Passage présenté:
---
La puissance maximale brute d'un site est définie par la loi et codifiée dans le L. 511-5 du code de l'énergie : "La puissance d'une installation hydraulique, ou puissance maximale brute, au sens du présent livre est définie comme le produit de la hauteur de chute par le débit maximum de la dérivation par l'intensité de la pesanteur".
Lors de la relance d'un moulin, il est d'usage de considérer que sa consistance légale correspond à cette puissance maximale brute. La jurisprudence en a été établie par l’arrêt Ulrich du Conseil d’État (28 juillet 1866), où un usinier ayant changé ses mécanismes et augmenté sa puissance a vu reconnaître qu'il n'avait pas besoin de demander une autorisation, car la donnée importante est la "force motrice brute qui résulte du volume, de la hauteur et de la pente de la chute d’eau". Par extension, la puissance fondée en titre (consistance légale exploitable du site) est calculée par le débit entrant dans la propriété après diversion des eaux et par la hauteur totale entre le point d'entrée et le point de restitution (en sortie de bief), sans considération sur ce que le propriétaire peut faire techniquement de cette eau dérivée.
Cet équilibre législatif et jurisprudentiel relève d'un certain bon sens : dès lors que le droit d'eau fondé en titre peut dériver un débit, il l'exploite à sa convenance à impact égal de diversion du lit mineur de la rivière.
C'est cet équilibre que l'administration en charge de l'eau tente aujourd'hui de rompre, fidèle à son habitude de décourager la relance des ouvrages hydrauliques par des surcroîts de complexité et des pinaillages disproportionnés aux enjeux. Le rapport Irstea-AFB tente de rationaliser cette rupture.
Voici quelques exemples de désaccords ou d'imprécisions.
"Tout moulin doté d’un titre authentique ou dont l’existence avérée est antérieure à l’Édit des moulins de 1566 pour les cours d’eau domaniaux et à l’abolition du régime féodal du 4 août 1789 pour les cours d’eau non-domaniaux bénéficie d’un droit fondé en titre (MEEDDM, 2010)." (p. 8)
---
Partie d'un fichier de données:
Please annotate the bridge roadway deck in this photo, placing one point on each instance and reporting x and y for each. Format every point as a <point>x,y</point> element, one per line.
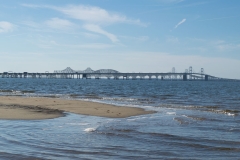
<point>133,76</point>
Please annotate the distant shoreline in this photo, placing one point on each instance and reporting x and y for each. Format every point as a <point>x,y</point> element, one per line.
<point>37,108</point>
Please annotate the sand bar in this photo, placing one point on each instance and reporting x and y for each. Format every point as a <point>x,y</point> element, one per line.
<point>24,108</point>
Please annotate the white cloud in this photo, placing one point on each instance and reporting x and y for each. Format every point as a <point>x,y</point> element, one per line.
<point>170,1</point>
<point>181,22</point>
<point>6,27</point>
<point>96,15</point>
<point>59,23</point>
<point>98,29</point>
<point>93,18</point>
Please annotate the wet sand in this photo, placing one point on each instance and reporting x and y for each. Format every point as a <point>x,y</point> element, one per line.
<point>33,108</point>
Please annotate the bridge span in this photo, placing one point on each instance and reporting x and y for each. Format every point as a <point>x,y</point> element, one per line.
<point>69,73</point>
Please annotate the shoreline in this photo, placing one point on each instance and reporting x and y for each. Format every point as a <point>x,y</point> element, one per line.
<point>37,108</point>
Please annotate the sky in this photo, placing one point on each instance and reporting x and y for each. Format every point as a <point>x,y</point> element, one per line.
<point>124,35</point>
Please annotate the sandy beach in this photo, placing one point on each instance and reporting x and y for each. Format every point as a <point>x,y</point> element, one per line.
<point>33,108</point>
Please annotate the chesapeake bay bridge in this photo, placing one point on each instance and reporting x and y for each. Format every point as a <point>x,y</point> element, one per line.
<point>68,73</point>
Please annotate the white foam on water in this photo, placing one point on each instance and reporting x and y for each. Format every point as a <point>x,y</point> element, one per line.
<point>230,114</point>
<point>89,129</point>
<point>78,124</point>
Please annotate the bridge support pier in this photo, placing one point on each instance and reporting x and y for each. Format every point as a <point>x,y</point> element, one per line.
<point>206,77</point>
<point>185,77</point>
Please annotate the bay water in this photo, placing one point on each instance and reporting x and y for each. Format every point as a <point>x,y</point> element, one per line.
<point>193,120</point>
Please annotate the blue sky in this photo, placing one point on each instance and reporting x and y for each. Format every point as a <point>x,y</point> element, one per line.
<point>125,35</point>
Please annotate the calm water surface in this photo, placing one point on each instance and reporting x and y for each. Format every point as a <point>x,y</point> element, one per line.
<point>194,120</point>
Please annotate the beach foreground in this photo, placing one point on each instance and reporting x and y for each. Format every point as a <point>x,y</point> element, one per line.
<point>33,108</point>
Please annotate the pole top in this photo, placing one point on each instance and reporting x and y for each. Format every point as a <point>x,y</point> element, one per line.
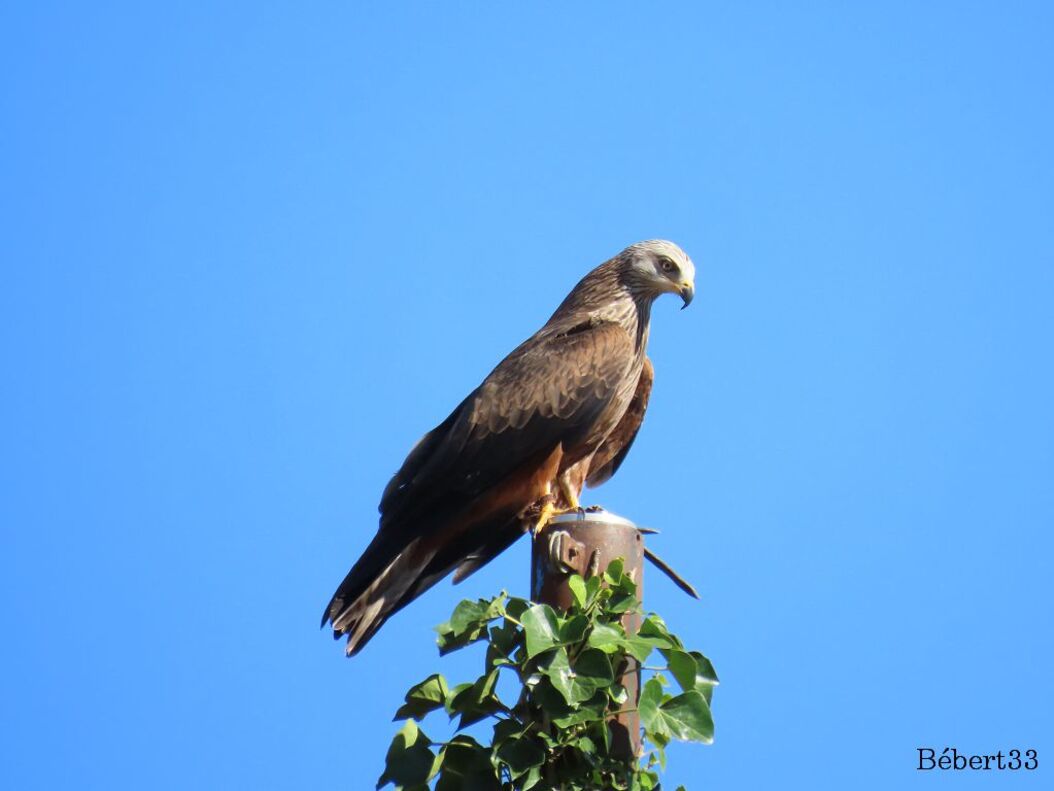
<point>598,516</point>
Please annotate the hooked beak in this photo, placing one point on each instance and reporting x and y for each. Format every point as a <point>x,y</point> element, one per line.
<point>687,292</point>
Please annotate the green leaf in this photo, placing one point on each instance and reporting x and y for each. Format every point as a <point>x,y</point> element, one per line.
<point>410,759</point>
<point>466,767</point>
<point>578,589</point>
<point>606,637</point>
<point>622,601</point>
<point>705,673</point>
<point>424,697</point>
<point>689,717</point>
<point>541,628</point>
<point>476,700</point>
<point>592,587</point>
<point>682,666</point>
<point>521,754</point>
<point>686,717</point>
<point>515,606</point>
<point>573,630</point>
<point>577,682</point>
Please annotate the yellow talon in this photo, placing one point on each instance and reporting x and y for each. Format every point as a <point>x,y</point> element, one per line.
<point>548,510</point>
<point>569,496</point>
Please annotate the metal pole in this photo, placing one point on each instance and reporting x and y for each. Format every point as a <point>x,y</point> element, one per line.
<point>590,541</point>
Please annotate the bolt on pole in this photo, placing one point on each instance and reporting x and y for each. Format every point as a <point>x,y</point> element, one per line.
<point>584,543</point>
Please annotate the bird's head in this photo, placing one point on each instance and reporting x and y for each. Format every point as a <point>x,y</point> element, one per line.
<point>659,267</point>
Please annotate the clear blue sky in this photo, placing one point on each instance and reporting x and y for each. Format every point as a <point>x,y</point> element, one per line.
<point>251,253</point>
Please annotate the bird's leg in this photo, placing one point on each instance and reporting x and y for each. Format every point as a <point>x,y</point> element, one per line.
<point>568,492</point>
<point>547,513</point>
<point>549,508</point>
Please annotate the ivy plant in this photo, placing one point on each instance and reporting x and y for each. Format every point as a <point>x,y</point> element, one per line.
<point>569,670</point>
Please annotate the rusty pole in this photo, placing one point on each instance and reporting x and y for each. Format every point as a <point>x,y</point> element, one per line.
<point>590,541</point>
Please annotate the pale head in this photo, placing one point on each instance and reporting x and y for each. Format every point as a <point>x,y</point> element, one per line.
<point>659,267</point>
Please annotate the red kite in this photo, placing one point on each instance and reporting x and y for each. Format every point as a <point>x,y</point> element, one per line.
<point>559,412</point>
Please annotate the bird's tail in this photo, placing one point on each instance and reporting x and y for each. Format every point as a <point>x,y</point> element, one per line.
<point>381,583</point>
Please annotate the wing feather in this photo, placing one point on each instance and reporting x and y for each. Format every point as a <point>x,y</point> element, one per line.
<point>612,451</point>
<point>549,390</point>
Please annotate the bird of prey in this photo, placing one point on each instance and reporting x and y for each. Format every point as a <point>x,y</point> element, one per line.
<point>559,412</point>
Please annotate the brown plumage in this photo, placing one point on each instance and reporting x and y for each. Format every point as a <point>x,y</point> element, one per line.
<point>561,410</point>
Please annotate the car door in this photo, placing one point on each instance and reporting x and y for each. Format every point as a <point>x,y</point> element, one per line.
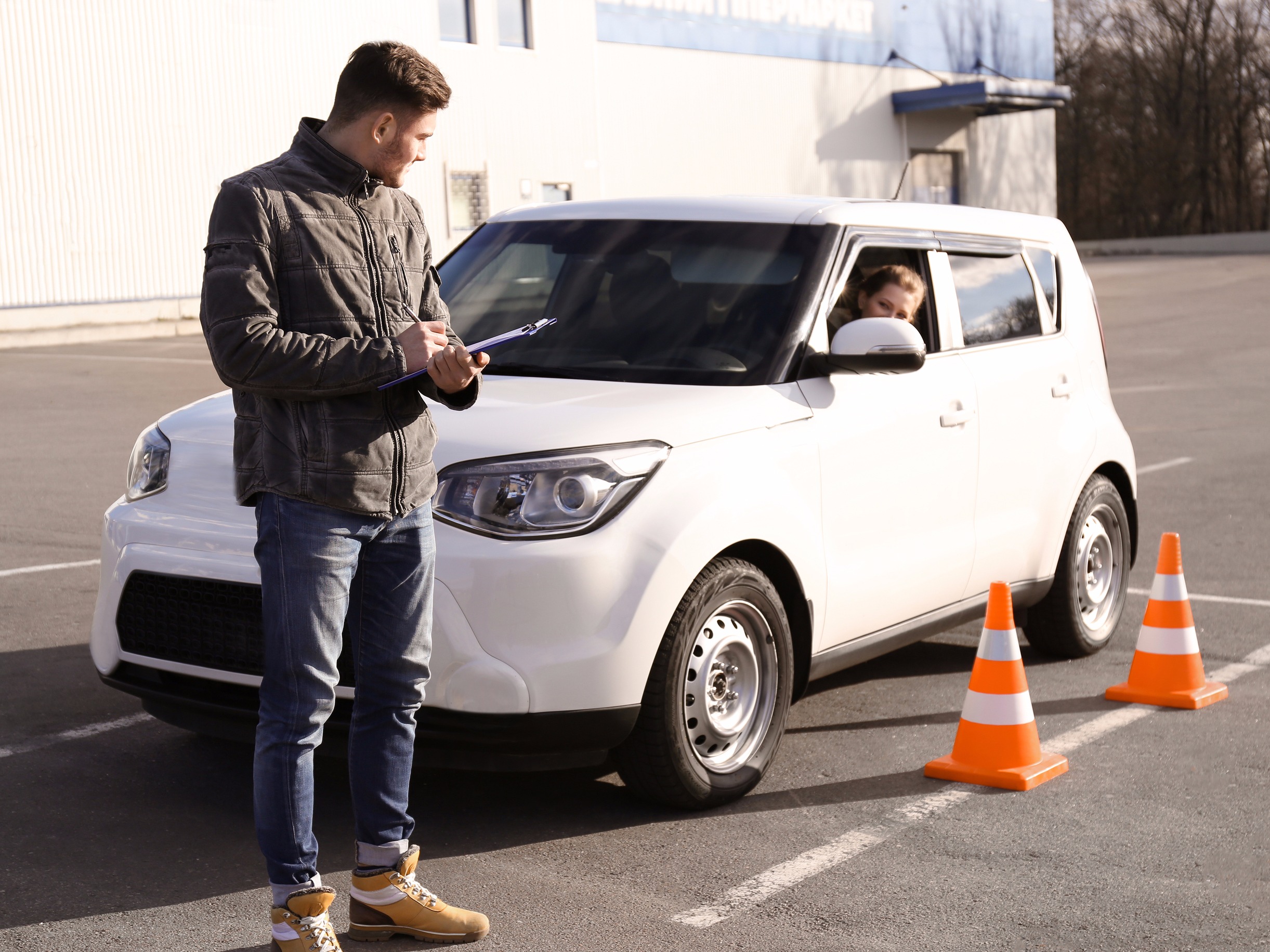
---
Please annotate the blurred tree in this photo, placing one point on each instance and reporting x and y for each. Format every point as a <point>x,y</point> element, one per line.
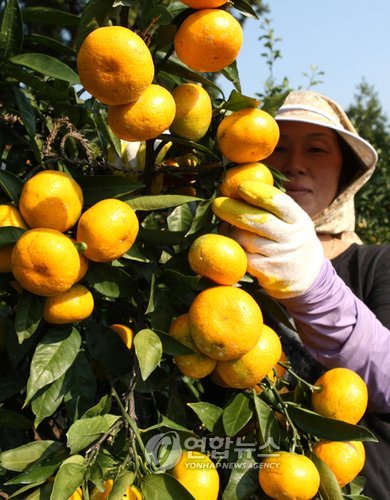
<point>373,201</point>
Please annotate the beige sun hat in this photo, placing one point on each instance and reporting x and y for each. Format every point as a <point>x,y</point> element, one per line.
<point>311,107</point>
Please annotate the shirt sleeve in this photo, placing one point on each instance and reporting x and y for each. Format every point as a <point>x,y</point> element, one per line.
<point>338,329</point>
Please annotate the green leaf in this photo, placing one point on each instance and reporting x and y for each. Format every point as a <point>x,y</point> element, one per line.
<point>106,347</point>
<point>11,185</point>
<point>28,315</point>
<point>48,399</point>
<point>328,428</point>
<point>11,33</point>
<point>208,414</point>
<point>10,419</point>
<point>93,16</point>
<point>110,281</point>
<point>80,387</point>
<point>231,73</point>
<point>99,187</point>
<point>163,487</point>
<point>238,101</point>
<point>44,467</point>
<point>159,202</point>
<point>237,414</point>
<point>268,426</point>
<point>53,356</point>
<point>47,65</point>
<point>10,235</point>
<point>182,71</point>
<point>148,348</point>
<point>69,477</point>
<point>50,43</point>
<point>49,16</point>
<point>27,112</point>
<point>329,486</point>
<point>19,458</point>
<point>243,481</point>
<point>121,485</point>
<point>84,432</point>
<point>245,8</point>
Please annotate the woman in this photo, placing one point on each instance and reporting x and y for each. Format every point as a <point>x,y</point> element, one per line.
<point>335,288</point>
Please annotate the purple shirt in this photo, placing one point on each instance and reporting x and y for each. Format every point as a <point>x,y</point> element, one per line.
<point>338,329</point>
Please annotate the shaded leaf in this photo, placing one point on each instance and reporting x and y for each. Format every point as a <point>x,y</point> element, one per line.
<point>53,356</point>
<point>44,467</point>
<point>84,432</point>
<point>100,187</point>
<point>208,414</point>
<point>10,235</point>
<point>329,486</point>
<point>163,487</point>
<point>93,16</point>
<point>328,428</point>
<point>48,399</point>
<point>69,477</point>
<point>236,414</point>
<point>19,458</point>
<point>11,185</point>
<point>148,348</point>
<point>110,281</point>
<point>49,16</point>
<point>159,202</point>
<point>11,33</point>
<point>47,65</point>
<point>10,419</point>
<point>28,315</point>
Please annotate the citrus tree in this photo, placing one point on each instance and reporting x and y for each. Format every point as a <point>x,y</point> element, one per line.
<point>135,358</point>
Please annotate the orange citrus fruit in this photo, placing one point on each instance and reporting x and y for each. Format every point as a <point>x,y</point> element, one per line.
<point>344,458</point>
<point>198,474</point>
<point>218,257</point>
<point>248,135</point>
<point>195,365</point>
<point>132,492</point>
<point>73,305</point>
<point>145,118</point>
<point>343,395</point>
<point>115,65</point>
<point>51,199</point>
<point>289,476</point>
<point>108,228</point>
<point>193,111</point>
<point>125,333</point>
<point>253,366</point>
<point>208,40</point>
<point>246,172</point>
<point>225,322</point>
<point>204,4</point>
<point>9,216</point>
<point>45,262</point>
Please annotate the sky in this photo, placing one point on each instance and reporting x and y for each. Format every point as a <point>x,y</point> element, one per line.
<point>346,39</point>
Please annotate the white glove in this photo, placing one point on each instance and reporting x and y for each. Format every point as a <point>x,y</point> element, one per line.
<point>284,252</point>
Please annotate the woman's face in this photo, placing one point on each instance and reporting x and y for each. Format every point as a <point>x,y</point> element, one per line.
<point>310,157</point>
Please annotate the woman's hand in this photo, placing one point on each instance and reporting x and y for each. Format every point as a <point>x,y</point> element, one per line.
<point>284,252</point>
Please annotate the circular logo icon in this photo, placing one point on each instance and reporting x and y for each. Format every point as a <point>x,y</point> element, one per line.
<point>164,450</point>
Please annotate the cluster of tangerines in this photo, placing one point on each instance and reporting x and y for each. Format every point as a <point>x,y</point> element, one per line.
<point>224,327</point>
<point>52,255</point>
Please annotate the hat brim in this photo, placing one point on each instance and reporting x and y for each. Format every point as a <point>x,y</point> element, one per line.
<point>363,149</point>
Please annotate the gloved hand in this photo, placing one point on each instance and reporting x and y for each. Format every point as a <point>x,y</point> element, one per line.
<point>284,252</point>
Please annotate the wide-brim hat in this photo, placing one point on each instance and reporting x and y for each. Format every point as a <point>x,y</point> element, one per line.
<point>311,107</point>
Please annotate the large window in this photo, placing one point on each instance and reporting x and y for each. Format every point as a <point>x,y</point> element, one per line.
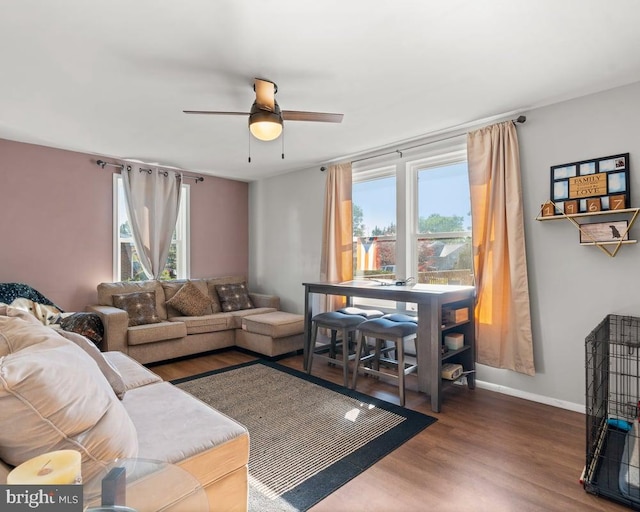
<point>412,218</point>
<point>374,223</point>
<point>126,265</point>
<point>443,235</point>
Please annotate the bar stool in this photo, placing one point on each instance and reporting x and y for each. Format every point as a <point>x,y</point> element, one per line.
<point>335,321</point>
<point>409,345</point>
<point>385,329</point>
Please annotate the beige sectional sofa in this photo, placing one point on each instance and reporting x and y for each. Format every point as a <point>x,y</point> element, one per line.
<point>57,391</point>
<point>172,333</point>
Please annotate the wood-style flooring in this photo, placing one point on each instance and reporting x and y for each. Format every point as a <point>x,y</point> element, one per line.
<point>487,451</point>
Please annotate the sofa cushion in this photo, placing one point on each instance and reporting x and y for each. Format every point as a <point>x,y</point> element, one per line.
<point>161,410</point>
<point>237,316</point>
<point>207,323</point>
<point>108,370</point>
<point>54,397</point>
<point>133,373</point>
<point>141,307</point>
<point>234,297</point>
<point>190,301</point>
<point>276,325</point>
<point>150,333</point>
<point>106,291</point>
---
Objectif indiqué 1:
Répondez aux questions suivantes à partir du passage sur la puissance des moulins :
(a) Quel article du code de l'énergie définit la puissance maximale brute ?
(b) À quelle date a été rendu l'arrêt Ulrich du Conseil d'État ?
(c) Pour les cours d'eau non domaniaux, avant quel événement l'existence d'un moulin doit-elle être avérée pour ouvrir droit à un droit fondé en titre ?
Objectif indiqué 2: Prolongez le passage sur la puissance des moulins à partir de sa dernière phrase.

Réponse rédigée 1:
(a) L'article L. 511-5 du code de l'énergie.
(b) Le 28 juillet 1866.
(c) L'abolition du régime féodal du 4 août 1789.

Réponse rédigée 2:
Le droit fondé en titre est établi pour un moulin existant avant l'instruction législative des 12-20 août 1790 dans les rivières non domaniales. En effet, cette loi de l'Assemblée constituante instaure le "libre cours des eaux" garanti par les autorités départementales, et donc l'obligation de recevoir une autorisation administrative pour édifier un moulin ou autre ouvrage. Les moulins établis entre août 1789 et août 1790 sont donc également fondés en titre.
"La consistance légale est la puissance hydraulique brute que le moulin était autorisé à utiliser à l’origine de ses droits." (p. 9)
Cette définition est inexacte. Elle ne correspond pas à la loi ni à la jurisprudence, mais à une des deux hypothèses avancées dans l’arrêté du 11 septembre 2015.
"Pour l'application du présent article aux ouvrages et installations fondés, la puissance autorisée, correspondant à la consistance légale, est établie en kW de la manière suivante :- sur la base d'éléments : états statistiques, tout élément relatif à la capacité de production passée, au nombre de meules, données disponibles sur des installations comparables, etc. ;- à défaut, par la formule P (kW) = Qmax (m3/s) × Hmax (m) × 9,81 établie sur la base des caractéristiques de l'ouvrage avant toute modification récente connue de l'administration concernant le débit dérivé, la hauteur de chute, la côte légale, etc."
L'arrêté pose arbitrairement que l'on peut se référer à des éléments anciens, alors que cette méthode n'est pas retenue dans le code de l'énergie ni dans la jurisprudence du Conseil d'Etat. Et le texte du même arrêté convient que la puissance maximale brute est aussi recevable.
"Dans ce jugement et dans quelques autres décisions [du conseil d'Etat], il est fait une interprétation erronée de l’arrêt Ulrich" (page 11).
Le Conseil d'Etat interprète le droit, et en la matière ses décisions peuvent être contredites par une instance supérieure (cours européennes). Il ne revient donc pas à l'Irstea ni à l'AFB de sortir de leurs compétences et de donner des leçons de droit à la plus haute juridiction administrative ni de "démontrer" que la jurisprudence se tromperait depuis l'arrêté Ulrich de 1866. C'est un non-sens : l'expert technique doit s'adapter à ce que dit le droit, et non pas essayer de le transformer.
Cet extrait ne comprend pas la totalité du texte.